• EXERCISE DIRECTIONS
Please filter the data down to the lines that include the word "below" and copy them.

• EXERCISE INPUT
##########

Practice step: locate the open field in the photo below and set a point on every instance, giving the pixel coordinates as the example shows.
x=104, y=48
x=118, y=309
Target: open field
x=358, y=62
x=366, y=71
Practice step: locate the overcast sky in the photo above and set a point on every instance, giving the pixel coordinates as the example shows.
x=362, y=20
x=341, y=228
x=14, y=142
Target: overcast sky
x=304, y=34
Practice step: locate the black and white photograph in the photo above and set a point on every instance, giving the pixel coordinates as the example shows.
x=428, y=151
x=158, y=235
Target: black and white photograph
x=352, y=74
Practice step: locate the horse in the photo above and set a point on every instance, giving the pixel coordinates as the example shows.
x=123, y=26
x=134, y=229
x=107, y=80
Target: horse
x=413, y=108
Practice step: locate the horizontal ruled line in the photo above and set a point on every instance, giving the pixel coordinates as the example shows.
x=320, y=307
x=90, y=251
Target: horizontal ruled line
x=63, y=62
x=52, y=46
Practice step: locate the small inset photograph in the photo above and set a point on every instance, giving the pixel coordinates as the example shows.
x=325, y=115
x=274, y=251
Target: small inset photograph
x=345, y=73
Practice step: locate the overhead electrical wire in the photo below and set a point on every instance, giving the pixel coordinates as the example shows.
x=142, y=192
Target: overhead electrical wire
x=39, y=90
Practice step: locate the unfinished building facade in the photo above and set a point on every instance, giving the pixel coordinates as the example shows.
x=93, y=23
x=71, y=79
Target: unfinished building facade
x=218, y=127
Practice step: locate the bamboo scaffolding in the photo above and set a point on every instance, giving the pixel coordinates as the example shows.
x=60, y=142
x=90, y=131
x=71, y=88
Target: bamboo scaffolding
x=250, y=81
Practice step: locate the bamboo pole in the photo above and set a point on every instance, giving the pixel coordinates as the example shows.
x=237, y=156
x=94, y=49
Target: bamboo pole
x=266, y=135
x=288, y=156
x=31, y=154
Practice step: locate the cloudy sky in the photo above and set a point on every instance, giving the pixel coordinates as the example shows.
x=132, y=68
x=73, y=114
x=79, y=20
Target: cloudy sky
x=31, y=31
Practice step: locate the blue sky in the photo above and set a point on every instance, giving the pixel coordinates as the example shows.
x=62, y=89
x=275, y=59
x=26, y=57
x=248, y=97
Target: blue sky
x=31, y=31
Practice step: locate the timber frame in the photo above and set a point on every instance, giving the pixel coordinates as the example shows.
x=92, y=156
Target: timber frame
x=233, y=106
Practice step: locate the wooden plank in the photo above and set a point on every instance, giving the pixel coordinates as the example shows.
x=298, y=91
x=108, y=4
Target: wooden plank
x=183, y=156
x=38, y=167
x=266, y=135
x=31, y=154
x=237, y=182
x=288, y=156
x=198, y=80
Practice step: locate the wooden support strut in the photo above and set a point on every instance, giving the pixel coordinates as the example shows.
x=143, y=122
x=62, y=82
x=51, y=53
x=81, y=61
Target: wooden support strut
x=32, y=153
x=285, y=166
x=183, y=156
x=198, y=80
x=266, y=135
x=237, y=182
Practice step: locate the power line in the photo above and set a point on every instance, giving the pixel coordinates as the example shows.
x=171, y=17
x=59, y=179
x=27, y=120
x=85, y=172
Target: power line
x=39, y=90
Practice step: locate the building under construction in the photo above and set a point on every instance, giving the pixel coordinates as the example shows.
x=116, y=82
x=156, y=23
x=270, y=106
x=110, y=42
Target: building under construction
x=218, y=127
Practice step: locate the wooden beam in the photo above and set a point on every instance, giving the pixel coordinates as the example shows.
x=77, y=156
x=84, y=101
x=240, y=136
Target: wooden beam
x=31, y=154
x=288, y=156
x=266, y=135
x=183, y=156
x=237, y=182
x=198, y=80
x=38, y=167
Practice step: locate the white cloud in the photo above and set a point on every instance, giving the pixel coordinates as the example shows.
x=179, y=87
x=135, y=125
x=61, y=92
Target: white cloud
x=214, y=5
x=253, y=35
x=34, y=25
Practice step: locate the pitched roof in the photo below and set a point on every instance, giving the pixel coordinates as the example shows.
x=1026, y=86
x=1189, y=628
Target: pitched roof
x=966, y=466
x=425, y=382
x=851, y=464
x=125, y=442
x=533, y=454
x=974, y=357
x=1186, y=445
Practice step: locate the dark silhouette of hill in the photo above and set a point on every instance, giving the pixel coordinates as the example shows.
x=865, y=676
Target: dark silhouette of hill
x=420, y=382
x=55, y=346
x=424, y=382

##########

• EXERCISE SOLUTION
Practice step: locate the open field in the photo below and set a point on every instance, giving the pixel coordinates as the example shows.
Practice step: locate the overhead electrical wire in the photo below and set a point on every instance, giving the pixel coordinates as the example shows.
Practice step: locate the pitched roof in the photo below and set a point on every instance, giving the pixel coordinates as the example shows.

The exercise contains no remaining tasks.